Excerpt:

○ ○ ○ ○

- See: Apostolic Vicariate of Jolo
- Appointed: October 11, 1991
- Installed: February 15, 1992
- Term ended: February 4, 1997
- Predecessor: George Eli Dion
- Successor: Angelito Lampon
- Other post: Titular Bishop of Bladia

Orders
- Ordination: December 29, 1967
- Consecration: January 6, 1992 by Pope John Paul II

Personal details
- Born: Benjamin David de Jesus July 25, 1940 Malabon, Rizal, Philippine Commonwealth
- Died: February 4, 1997 (aged 56) Jolo, Sulu, Philippines
- Buried: Jolo Cathedral
- Denomination: Roman Catholic
- Motto: "Amare Est Servire"
- Coat of arms: Benjamin David de Jesus's coat of arms

= Benjamin de Jesus =

Roman Catholic prelate (1940–1997)

○ ○ ○ ○

Exercise materials:
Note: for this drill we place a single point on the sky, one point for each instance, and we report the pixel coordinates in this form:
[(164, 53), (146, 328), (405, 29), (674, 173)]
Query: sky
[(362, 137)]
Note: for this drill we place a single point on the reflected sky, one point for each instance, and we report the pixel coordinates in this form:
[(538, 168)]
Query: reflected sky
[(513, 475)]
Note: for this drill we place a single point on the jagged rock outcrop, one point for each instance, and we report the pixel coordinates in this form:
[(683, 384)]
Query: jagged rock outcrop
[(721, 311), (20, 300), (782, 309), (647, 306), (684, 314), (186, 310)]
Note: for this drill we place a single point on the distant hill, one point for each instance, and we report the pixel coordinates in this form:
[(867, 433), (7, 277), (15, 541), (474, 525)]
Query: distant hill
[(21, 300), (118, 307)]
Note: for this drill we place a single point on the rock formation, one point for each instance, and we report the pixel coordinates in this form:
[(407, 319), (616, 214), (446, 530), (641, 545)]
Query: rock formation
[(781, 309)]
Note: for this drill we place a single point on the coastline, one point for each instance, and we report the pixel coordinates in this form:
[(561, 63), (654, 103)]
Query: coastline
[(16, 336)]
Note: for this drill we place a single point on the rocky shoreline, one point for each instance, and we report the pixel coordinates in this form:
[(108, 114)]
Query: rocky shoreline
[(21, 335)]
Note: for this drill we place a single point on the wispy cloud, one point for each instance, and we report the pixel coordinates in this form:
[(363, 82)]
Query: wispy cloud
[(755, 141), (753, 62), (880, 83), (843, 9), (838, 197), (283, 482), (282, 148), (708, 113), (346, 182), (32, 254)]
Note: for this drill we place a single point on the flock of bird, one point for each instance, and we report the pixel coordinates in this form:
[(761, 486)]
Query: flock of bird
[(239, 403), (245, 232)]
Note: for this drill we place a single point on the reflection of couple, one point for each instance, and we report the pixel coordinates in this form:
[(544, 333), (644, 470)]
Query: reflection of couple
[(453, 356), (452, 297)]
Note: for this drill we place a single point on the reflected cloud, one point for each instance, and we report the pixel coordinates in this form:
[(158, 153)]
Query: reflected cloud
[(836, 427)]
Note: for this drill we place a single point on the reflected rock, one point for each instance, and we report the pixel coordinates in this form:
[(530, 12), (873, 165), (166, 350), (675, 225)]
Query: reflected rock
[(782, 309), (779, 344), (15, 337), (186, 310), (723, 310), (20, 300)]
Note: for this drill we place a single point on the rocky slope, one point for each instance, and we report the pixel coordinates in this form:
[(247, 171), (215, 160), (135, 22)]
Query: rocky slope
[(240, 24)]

○ ○ ○ ○

Request 1: In the listing, begin at the first line and stop after the first line that contains "314), (186, 310)]". Rewrite those lines with "jagged rock outcrop" changed to "craggy rock outcrop" and everything else unchanged.
Request 2: Pick up the profile of Bishop Benjamin de Jesus where it stops and write what follows.

Reply 1:
Note: for this drill we place a single point on the sky, one point for each instance, and we report the pixel coordinates in this form:
[(164, 53), (146, 328), (405, 29), (674, 173)]
Query: sky
[(362, 137)]
Note: for this drill we place a single point on the reflected sky, one point for each instance, and we report the pixel coordinates in this form:
[(538, 168)]
Query: reflected sky
[(513, 475)]
Note: for this drill we place a single point on the craggy rock outcrop, one point for each instance, and we report the pixel coordinates in this form:
[(683, 384)]
Query: craggy rock outcrop
[(721, 311), (20, 300), (782, 309), (647, 306), (684, 314), (186, 310)]

Reply 2:
Benjamin David de Jesus (July 25, 1940 – February 4, 1997) was a Philippine prelate of the Catholic Church who served as the Apostolic Vicar of Jolo from 1992 until his murder in 1997. He was the first Filipino bishop to be assassinated in the history of the Catholic Bishops' Conference of the Philippines.

==Biography==
Benjamin David de Jesus was born in the Hulong Duhat district of Malabon, Rizal (now part of Metro Manila) on July 25, 1940. He was ordained a priest as a member of the Oblates of Mary Immaculate on December 29, 1967.

On October 11, 1991, Pope John Paul II named him titular bishop of Bladia and Apostolic Vicar of Jolo. He received his episcopal consecration on January 6, 1992 from Pope John Paul. He was installed in Jolo on February 15.

He was shot six times and killed outside Jolo Cathedral on February 4, 1997. A female bystander was killed and several others were wounded. Authorities blamed Abu Sayyaf, a Muslim group intent on disrupting interreligious rapprochement. The crime remains unsolved.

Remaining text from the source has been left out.